» SOURCE EXCERPT:
[START]

Others, such as BOG member Ann Molitor, bemoaned what they saw as a lack of transparency by bar staff during the budget process. She said the budget was a “product of the take it or leave it form of the proposal.”

“We weren’t given any options,” Molitor said. “When it’s a mandatory membership and you have to pay your dues, I think you do have more of a right to see a financial picture as a whole than if you did if it was just a regular business.”

Still, BOG and finance committee member Paul Swanson told the board that the increase – and the entire budget – was made to ensure that the bar will be on firmer financial footing in the coming years. Investing in programs is an attempt to make sure that the amount attorneys pay each year isn’t even higher, he said.

He also said that “it’s agonizing work trying to cut fat out of the budget.” Swanson and bar Executive Director George Brown said the bar continues to cut costs in an attempt to trim as much as they can without resorting to layoffs. And Bar President-elect Bob Gagan said that it will only have one out-of-town meeting next year as well, in an attempt to save money.

[END]

» INSTRUCTION: Write the next few sentences of the article about the bar's budget debate, picking up after its final sentence. The lines that follow have no connection to the article about the bar's budget.

» RECORD LIST:
[START]

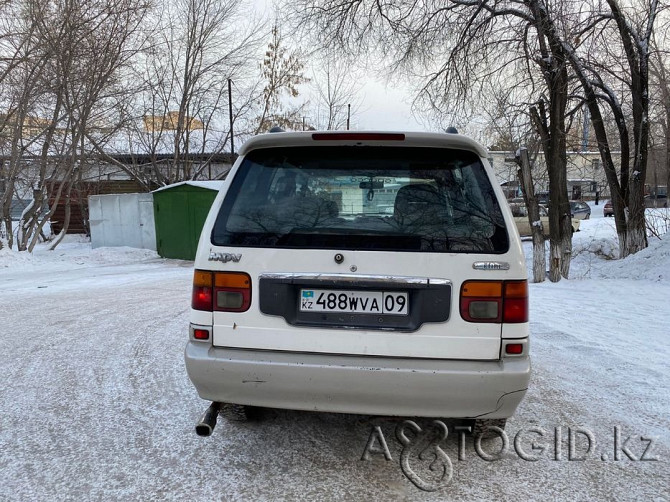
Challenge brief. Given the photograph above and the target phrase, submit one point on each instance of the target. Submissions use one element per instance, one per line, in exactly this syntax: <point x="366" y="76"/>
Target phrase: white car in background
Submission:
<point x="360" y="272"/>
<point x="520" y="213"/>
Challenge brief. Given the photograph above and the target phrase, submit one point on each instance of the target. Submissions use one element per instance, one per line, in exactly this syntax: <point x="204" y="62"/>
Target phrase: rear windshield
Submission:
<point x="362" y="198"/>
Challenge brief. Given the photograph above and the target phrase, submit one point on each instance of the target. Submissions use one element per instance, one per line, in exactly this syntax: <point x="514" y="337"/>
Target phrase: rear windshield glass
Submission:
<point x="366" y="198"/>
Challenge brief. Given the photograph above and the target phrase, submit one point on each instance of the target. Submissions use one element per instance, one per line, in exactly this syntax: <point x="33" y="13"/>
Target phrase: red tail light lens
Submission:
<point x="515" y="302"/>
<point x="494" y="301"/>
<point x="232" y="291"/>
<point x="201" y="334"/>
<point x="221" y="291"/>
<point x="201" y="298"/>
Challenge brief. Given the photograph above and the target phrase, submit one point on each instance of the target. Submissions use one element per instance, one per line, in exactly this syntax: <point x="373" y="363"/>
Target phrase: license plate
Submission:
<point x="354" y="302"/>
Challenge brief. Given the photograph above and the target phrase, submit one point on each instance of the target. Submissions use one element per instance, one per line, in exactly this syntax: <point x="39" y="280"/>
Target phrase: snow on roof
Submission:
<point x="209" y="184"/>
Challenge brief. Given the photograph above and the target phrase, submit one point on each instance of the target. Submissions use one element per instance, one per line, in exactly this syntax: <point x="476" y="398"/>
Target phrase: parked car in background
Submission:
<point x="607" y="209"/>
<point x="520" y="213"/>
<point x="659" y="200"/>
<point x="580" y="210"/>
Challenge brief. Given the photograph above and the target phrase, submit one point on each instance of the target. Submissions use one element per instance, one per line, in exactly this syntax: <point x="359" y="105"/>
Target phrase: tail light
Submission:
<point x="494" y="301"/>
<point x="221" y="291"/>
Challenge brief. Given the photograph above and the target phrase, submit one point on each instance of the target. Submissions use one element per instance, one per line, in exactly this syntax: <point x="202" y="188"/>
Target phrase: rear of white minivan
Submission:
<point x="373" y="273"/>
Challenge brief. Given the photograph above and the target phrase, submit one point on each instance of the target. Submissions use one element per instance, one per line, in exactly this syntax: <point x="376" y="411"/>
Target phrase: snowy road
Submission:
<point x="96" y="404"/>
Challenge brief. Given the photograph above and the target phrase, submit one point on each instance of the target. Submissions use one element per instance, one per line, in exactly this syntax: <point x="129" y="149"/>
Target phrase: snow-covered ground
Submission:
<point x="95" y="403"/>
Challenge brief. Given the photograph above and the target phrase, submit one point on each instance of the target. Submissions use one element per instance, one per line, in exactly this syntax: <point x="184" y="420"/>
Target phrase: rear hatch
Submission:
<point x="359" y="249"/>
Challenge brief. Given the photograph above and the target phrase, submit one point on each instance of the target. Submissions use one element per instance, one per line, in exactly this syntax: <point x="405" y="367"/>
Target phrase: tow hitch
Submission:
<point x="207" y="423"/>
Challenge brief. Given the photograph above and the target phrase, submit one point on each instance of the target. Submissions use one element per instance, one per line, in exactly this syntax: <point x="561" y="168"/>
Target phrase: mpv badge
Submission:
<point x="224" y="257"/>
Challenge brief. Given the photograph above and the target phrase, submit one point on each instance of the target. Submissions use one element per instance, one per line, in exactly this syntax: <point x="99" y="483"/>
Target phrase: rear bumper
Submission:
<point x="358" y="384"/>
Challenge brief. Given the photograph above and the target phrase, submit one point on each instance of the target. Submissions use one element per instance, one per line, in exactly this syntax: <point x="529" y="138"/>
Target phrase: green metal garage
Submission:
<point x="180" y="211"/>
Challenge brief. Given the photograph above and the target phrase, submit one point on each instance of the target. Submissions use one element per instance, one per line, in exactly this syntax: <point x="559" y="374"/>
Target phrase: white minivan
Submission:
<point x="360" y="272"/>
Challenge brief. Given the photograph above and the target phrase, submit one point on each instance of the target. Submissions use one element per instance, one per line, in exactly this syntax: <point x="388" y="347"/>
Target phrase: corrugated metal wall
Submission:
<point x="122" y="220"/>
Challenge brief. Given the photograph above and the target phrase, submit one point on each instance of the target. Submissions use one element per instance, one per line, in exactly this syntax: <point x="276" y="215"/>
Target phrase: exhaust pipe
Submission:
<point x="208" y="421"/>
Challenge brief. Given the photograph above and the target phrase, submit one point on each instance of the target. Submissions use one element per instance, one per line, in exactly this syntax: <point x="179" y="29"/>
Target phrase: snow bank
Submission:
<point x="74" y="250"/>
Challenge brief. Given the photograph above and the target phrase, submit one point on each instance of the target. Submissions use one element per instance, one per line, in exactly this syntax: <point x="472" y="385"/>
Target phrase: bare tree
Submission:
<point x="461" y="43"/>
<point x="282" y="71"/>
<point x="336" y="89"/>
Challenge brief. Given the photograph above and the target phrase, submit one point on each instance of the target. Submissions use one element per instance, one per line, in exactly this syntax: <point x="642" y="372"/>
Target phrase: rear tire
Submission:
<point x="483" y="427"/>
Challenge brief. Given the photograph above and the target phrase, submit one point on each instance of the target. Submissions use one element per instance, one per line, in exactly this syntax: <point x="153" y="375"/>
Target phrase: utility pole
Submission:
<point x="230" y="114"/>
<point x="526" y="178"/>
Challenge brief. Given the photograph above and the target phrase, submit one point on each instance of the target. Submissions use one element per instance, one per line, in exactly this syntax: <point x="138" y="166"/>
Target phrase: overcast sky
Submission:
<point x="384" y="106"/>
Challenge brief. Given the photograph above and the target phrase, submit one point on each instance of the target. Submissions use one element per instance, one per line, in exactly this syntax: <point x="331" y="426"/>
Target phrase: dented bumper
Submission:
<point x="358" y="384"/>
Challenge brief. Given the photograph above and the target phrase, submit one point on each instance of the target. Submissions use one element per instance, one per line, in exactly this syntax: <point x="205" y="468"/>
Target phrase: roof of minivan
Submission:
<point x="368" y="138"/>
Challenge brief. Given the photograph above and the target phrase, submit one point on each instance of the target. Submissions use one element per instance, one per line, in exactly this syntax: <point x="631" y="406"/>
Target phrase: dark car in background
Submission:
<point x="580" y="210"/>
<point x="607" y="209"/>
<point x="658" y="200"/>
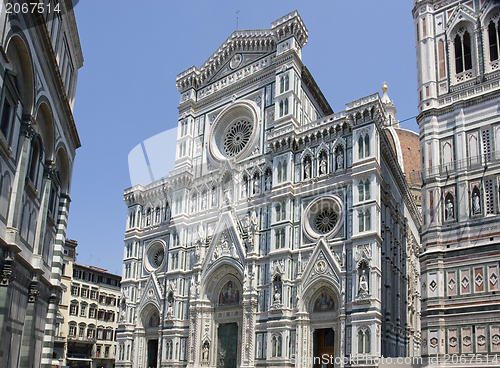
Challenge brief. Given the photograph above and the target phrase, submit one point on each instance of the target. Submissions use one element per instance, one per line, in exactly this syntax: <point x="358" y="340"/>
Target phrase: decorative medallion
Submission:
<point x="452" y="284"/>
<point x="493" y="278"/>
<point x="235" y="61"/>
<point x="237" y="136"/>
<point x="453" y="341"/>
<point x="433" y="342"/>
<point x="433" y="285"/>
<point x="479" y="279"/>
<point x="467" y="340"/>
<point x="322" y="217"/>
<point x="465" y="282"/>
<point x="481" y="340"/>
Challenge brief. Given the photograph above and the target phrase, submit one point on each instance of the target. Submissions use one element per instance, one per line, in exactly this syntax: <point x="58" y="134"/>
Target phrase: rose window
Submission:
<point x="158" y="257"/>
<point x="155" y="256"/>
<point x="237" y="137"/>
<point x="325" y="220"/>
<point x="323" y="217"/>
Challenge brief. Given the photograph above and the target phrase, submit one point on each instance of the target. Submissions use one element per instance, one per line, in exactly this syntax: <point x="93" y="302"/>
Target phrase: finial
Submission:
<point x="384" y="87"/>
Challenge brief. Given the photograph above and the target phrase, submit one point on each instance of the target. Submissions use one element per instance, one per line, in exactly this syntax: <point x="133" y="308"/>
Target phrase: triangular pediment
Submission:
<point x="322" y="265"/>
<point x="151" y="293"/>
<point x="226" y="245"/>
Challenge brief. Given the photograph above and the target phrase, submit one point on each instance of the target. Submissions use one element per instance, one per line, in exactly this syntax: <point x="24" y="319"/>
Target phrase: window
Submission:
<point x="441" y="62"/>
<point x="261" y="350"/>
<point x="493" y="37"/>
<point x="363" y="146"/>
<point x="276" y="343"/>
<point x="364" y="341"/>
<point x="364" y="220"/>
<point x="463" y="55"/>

[END]

» ANSWER TO THE PROBLEM:
BOG member Jill Kastner pointed out that the amendments did not include any mention of cutting other parts of the budget to accommodate for the shortfall it would cause.

“The worst thing we can do is pass the budget without a dues increase,” Kastner said.

The dues increase means the bar will put more money into its reserves, which Swanson said were depleted in the past few years. The bar also is expected to have about $140,000 more than it budgeted for, due to the state Supreme Court’s denial of a rules petition that would have restructured the amount in dues that emeritus and younger attorneys would pay.